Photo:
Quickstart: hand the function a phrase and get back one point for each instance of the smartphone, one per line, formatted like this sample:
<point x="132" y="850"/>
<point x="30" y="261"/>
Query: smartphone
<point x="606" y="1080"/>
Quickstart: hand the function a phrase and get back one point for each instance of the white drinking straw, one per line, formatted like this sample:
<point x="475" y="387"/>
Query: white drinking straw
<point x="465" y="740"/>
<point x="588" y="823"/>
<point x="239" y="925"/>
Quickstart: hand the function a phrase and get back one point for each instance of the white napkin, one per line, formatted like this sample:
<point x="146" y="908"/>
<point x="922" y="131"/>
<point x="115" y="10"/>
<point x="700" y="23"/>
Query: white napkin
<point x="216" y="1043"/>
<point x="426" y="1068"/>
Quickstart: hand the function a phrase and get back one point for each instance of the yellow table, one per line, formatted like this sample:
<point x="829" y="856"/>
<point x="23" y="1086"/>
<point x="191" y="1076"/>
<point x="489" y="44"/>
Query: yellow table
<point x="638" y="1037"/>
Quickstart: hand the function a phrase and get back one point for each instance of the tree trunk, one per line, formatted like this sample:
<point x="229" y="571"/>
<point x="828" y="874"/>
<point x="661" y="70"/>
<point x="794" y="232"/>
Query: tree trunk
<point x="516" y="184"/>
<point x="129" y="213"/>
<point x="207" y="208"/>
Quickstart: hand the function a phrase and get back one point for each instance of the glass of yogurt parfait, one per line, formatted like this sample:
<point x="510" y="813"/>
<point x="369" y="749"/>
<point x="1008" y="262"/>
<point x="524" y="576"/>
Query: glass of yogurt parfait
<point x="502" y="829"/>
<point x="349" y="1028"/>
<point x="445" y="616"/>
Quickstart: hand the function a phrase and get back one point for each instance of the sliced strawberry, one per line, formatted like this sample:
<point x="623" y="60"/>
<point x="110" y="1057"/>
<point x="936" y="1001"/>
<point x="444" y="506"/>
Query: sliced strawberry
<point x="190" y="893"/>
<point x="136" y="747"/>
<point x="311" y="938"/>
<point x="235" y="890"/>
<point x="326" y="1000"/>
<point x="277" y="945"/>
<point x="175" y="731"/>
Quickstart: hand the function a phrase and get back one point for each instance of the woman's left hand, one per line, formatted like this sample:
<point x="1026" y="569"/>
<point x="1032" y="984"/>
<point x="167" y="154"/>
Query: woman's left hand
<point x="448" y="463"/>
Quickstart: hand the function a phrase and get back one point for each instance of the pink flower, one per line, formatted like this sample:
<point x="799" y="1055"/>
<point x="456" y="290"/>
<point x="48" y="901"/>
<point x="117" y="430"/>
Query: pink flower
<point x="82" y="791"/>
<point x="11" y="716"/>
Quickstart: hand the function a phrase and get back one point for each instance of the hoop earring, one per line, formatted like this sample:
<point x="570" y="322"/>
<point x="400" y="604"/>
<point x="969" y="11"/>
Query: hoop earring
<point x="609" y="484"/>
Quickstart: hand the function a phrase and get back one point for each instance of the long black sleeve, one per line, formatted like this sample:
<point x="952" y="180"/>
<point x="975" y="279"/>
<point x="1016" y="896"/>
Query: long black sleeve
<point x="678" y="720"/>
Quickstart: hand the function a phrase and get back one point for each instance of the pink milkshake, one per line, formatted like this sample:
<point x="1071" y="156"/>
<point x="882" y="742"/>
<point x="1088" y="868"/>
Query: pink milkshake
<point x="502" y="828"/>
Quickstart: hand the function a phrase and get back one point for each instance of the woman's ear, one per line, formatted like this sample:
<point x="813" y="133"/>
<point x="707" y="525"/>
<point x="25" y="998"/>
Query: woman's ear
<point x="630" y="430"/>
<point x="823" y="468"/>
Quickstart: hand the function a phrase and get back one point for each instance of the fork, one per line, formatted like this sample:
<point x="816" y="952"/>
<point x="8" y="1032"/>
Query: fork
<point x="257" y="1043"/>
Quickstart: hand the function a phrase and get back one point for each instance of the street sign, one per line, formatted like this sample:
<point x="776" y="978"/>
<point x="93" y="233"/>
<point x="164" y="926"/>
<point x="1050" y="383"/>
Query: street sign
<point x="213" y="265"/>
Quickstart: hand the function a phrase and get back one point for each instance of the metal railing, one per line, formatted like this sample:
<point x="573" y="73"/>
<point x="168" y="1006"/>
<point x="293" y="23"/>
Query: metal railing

* To do
Would you copy each line of the records that contains "railing"?

* Output of the task
Quickstart: hand the function a phrase and get back one point for each instance of the metal railing, one per line, formatted like this sample:
Query: metal railing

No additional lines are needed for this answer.